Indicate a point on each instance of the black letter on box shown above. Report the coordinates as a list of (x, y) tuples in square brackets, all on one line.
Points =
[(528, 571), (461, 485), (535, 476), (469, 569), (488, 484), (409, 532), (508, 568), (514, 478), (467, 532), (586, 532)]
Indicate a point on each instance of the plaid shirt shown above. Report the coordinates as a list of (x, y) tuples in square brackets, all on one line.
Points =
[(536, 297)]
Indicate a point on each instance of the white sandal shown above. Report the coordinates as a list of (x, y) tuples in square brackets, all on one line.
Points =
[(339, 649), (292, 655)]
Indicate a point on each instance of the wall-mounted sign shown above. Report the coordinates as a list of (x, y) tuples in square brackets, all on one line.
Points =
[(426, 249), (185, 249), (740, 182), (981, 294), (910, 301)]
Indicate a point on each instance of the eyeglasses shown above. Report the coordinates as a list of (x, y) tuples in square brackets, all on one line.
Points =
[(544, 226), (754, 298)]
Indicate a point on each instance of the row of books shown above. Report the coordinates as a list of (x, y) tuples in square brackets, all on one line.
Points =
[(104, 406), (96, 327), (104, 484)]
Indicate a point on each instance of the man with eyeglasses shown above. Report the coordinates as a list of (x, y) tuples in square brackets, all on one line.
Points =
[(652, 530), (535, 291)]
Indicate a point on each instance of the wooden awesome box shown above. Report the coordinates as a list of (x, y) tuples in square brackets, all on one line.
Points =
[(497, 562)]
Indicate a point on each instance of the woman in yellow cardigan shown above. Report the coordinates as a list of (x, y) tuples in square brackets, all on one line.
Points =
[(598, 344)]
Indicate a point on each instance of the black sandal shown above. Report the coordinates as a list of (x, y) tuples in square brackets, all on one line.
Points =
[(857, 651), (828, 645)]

→ Given instruction: Copy all of the rows above word for word, with no changes.

→ Exercise result:
Indicate a point on each instance of the black letter on box shown above. Report the coordinates as a list of (x, y) tuples in square brackets, all on one line.
Points =
[(528, 571), (461, 485), (535, 476), (469, 569), (488, 484), (409, 532), (508, 568), (514, 478), (467, 532), (586, 532)]
Indicate a point on each instance of the plaid shirt shown above. Report the coordinates as a list of (x, y) tuples in square brackets, all on one line.
Points =
[(536, 297)]
Indicate a point on each instance of the white sandal shown above. Report the coordinates as a list of (x, y) tuples in square brackets, all on one line.
Points =
[(339, 649), (292, 655)]
Indicate a point on each instance of the wall-mounted sign shown above. Report the coordinates as a list of (x, y) tuples in square brackets, all on one line.
Points =
[(426, 249), (185, 249), (740, 182), (981, 294), (910, 301)]
Indicate a point on each instance of the eyeglasses shown above. Report the coordinates as a list of (x, y) tuples in square brackets, all on one line.
Points =
[(544, 226), (754, 298)]
Indicate a point on each instance of the row of books shown above. Report the coordinates as a list of (x, y) tuples in square brackets, all on one line.
Points =
[(104, 406), (96, 327), (104, 484)]
Indicate a point on each instance of the man with eyeglasses shown above. Report the coordinates as a list of (x, y) tuples in square brackets, all on one line.
Points =
[(652, 530), (535, 291)]
Indicate a point on each instance of the wooden awesome box shown above. Report the coordinates as a list of (x, y) tuples in square brackets, all on one line.
Points =
[(497, 562)]
Indicate a point on each instance of the woman in yellow cardigan shown above. Report the coordinates as a list of (x, y) tuples in square brackets, all on one line.
Points =
[(598, 344)]
Indicate a point on each instance of the black sandal shown above. Report the coordinates as a list of (x, y) tuples in square brackets, all on one line.
Points =
[(857, 651), (828, 645)]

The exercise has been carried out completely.